▸ The problem
In the records from the start through the line containing "466], [53, 338]]", inclusive, change "pixel marker" to "coordinate pair" and give those lines again with nothing else altered. Leave the pictures out of your answer.

▸ Working data
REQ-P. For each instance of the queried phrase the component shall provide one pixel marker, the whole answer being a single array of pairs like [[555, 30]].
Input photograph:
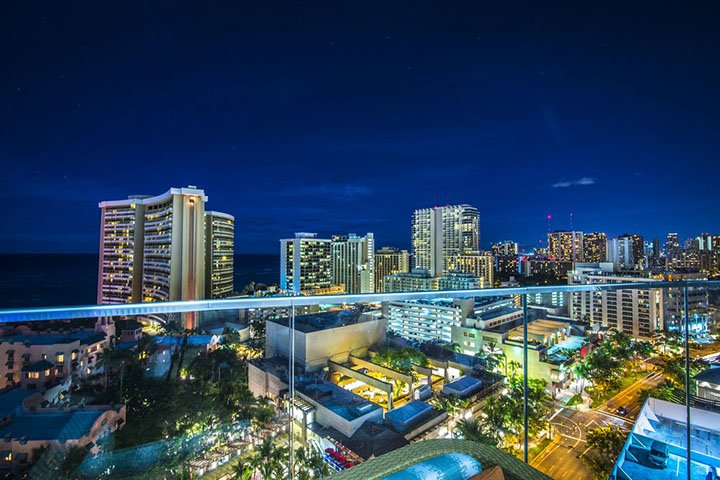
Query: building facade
[[426, 320], [388, 261], [566, 246], [594, 247], [439, 233], [219, 254], [637, 312], [306, 264], [459, 281], [353, 262], [416, 281], [152, 249], [479, 264]]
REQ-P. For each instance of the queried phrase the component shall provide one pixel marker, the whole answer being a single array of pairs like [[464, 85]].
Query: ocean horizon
[[49, 279]]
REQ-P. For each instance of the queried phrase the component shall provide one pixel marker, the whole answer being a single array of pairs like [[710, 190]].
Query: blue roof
[[408, 416], [51, 426], [11, 399], [465, 385], [193, 340], [451, 466], [53, 338]]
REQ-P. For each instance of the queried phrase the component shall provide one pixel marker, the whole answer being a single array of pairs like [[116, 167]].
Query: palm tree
[[242, 471]]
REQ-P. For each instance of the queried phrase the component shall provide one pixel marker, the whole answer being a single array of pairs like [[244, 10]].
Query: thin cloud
[[574, 183]]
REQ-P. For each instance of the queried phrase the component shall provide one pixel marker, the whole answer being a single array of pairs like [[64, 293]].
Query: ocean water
[[39, 280]]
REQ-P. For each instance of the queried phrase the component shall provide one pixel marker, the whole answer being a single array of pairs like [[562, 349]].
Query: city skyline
[[290, 129]]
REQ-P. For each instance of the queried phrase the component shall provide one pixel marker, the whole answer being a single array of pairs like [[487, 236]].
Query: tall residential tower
[[389, 261], [353, 262], [152, 249], [439, 233], [306, 264]]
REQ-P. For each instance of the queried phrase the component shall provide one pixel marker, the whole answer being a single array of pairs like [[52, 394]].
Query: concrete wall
[[328, 418], [262, 383], [314, 349]]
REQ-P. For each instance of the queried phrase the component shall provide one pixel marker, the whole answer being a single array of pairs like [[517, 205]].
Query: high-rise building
[[306, 264], [459, 281], [637, 312], [389, 260], [507, 247], [416, 281], [638, 249], [627, 252], [152, 249], [479, 264], [674, 300], [219, 254], [353, 262], [441, 232], [506, 258], [708, 247], [620, 253], [595, 247], [566, 246], [672, 244]]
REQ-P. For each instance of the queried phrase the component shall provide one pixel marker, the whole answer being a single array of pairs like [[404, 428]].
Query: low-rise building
[[321, 337], [27, 431], [39, 359]]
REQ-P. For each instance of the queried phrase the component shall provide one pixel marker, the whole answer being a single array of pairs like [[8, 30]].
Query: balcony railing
[[337, 387]]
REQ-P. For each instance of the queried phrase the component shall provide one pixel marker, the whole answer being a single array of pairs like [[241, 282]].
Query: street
[[562, 459], [630, 398]]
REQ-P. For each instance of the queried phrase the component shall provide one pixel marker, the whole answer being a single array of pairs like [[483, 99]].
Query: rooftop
[[316, 322], [413, 454], [711, 375], [192, 340], [338, 400], [12, 399], [38, 366], [85, 338], [409, 416]]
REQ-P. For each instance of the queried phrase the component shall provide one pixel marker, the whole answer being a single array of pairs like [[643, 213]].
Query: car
[[713, 473], [658, 453]]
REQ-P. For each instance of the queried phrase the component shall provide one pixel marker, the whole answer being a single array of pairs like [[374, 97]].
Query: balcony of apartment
[[527, 397]]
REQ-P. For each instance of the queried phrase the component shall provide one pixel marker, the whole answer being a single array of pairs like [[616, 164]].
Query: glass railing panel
[[700, 316], [309, 387]]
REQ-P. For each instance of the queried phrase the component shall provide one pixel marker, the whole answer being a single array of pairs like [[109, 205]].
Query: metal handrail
[[91, 311]]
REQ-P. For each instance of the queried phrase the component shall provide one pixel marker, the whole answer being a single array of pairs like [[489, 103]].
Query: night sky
[[337, 117]]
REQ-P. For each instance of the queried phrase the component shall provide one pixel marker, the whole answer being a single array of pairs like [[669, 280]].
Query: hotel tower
[[153, 249]]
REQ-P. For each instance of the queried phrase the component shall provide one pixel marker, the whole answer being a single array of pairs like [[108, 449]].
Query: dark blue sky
[[345, 116]]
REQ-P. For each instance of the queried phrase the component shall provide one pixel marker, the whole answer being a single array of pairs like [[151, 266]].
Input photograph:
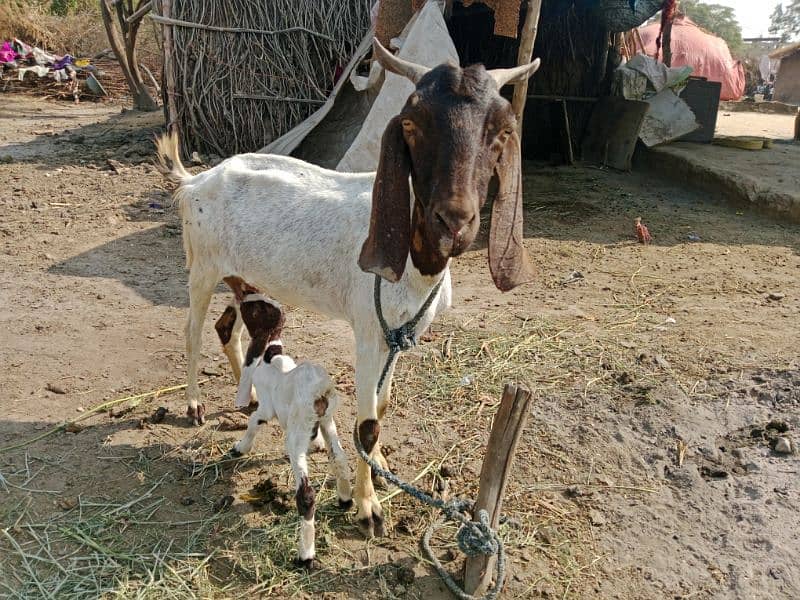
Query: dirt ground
[[663, 377], [776, 126]]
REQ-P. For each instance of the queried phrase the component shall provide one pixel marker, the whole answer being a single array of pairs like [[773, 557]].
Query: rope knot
[[478, 538], [401, 339]]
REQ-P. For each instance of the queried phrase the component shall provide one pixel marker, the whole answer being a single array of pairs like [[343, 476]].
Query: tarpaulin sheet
[[707, 54]]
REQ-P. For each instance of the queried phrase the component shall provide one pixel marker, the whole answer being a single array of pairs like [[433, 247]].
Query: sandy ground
[[663, 375], [751, 123]]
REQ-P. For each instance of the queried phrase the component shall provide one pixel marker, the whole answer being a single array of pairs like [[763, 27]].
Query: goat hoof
[[306, 564], [366, 528], [377, 521], [197, 415], [250, 408]]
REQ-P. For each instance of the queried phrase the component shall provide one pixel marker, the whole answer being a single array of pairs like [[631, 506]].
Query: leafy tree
[[719, 20], [786, 22]]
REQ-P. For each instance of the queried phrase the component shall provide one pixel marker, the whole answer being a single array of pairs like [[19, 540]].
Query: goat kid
[[302, 398], [314, 238]]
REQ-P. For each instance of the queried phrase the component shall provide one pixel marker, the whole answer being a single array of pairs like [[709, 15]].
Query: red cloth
[[707, 54]]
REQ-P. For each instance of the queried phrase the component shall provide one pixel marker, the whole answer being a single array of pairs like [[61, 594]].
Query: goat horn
[[397, 65], [515, 75]]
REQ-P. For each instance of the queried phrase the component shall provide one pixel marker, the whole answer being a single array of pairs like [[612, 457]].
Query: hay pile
[[245, 72]]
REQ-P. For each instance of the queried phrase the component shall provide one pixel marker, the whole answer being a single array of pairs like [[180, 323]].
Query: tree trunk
[[124, 46]]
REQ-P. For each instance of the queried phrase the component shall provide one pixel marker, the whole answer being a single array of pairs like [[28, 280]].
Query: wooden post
[[666, 43], [526, 42], [506, 430]]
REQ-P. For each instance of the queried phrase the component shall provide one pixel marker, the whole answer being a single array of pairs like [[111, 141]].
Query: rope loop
[[477, 538], [473, 538]]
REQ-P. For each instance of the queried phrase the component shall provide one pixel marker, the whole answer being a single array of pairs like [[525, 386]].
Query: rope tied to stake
[[473, 537]]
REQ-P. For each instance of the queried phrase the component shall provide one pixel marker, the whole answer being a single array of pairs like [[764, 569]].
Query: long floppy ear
[[508, 259], [386, 248]]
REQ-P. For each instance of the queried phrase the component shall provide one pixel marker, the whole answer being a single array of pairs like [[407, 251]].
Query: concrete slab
[[769, 179]]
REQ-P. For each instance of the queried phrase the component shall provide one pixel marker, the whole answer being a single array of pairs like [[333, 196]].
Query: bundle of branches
[[240, 73]]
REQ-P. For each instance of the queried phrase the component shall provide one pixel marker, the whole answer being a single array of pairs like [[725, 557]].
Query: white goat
[[298, 231], [303, 399]]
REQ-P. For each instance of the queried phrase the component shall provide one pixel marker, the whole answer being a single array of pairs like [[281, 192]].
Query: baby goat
[[303, 399], [315, 239]]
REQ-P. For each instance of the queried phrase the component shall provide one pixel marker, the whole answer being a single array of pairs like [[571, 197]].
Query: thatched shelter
[[242, 73], [239, 73]]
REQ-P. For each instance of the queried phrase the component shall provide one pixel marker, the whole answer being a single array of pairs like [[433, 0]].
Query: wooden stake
[[527, 40], [506, 430]]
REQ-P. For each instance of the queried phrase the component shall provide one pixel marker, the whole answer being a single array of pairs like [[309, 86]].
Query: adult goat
[[297, 231]]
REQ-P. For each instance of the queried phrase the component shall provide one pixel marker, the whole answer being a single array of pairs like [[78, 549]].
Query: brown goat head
[[454, 133]]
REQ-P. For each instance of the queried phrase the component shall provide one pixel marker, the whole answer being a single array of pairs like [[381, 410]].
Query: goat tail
[[168, 153], [245, 383], [169, 158]]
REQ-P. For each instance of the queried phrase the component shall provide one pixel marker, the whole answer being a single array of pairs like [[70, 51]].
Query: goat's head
[[454, 133]]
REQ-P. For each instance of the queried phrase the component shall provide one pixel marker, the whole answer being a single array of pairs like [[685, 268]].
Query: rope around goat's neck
[[404, 337], [473, 537]]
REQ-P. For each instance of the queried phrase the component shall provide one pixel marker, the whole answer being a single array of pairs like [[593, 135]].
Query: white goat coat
[[295, 230]]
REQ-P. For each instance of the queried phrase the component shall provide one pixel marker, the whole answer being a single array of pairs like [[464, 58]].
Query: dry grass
[[118, 549]]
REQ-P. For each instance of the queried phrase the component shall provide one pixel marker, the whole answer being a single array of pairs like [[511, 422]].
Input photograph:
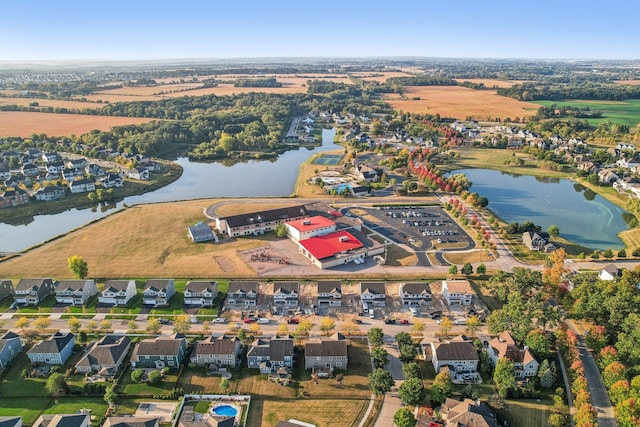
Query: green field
[[623, 112]]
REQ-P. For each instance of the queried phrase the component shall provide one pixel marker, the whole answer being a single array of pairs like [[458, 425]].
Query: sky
[[45, 30]]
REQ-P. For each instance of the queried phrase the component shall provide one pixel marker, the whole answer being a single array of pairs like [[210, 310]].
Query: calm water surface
[[199, 180], [582, 216]]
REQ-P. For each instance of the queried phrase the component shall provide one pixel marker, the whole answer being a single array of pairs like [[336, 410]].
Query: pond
[[257, 178], [582, 216]]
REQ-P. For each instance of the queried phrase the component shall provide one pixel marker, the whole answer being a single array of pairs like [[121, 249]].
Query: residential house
[[82, 185], [159, 352], [10, 346], [458, 356], [6, 288], [457, 292], [53, 351], [49, 193], [106, 356], [75, 292], [158, 292], [504, 347], [285, 294], [244, 293], [329, 293], [467, 413], [64, 420], [609, 272], [415, 294], [221, 351], [33, 291], [200, 294], [117, 292], [373, 293], [323, 355], [269, 355]]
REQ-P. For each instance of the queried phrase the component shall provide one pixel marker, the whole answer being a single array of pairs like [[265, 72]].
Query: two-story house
[[243, 293], [268, 355], [33, 291], [53, 351], [200, 293], [323, 355], [117, 292], [457, 292], [221, 351], [75, 292], [158, 292], [373, 293], [106, 356], [160, 352], [10, 346], [504, 346], [285, 294], [415, 294], [329, 293]]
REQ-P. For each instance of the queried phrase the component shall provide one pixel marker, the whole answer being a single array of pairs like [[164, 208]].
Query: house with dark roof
[[201, 232], [373, 293], [117, 292], [504, 347], [10, 346], [415, 294], [6, 288], [329, 293], [159, 352], [33, 291], [256, 223], [158, 292], [74, 292], [53, 351], [200, 293], [323, 355], [243, 293], [268, 355], [221, 351], [106, 356], [285, 294]]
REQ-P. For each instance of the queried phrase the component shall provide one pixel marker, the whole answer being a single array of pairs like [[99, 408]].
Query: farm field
[[460, 102], [624, 112], [24, 124]]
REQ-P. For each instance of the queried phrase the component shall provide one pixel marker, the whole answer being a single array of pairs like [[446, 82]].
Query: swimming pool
[[226, 410]]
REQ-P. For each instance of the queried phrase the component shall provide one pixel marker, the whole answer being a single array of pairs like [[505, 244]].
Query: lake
[[254, 178], [582, 216]]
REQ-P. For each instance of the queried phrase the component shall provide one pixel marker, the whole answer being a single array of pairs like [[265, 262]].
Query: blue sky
[[129, 30]]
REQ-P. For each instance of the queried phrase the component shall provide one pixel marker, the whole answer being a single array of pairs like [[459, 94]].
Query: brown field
[[142, 241], [24, 124], [460, 102]]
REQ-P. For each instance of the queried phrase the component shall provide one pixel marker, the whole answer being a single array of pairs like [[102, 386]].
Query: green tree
[[78, 267], [380, 381], [376, 337], [412, 391]]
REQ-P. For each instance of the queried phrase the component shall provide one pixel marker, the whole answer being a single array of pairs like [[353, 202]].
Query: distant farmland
[[623, 112], [25, 124]]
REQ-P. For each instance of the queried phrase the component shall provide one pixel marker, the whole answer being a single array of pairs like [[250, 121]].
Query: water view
[[199, 180], [581, 215]]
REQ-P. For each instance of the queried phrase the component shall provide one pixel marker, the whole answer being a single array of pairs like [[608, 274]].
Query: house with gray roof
[[158, 292], [10, 346], [159, 352], [53, 351], [200, 293], [106, 356], [33, 291], [270, 354], [75, 292], [117, 292]]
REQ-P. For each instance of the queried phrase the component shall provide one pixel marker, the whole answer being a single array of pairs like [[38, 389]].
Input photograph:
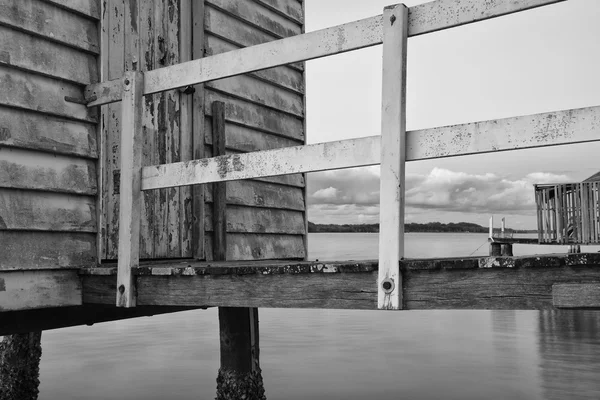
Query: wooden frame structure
[[391, 150], [568, 213]]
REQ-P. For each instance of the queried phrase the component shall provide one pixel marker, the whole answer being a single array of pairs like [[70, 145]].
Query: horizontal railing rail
[[391, 149], [424, 18], [525, 132]]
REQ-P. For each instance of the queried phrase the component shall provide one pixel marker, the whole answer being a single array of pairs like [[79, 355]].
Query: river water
[[333, 354]]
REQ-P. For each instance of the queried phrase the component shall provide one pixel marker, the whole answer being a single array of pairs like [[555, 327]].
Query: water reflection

▸ Problem solution
REQ-P. For each instance of the queried phrase the component shall provide one coordinate pair, the whole answer being a single array of pairs like [[555, 30]].
Input photograph:
Query: building facade
[[426, 320], [388, 261], [566, 246], [594, 247], [439, 233], [219, 254], [637, 312], [306, 264], [459, 281], [353, 262], [416, 281], [152, 249], [479, 264]]
REQ-P. For each instance of the queried phrase the component shall provide one coordinate pair, the whole answer being a single array of pairs like [[464, 85]].
Query: ocean horizon
[[49, 279]]
REQ-P. For each instance of the queried phrase the component shall provide one coordinate pair, the whole answer being a single array of pairs like [[710, 190]].
Query: blue roof
[[408, 416], [51, 426], [11, 399], [465, 385], [193, 340], [451, 466], [53, 338]]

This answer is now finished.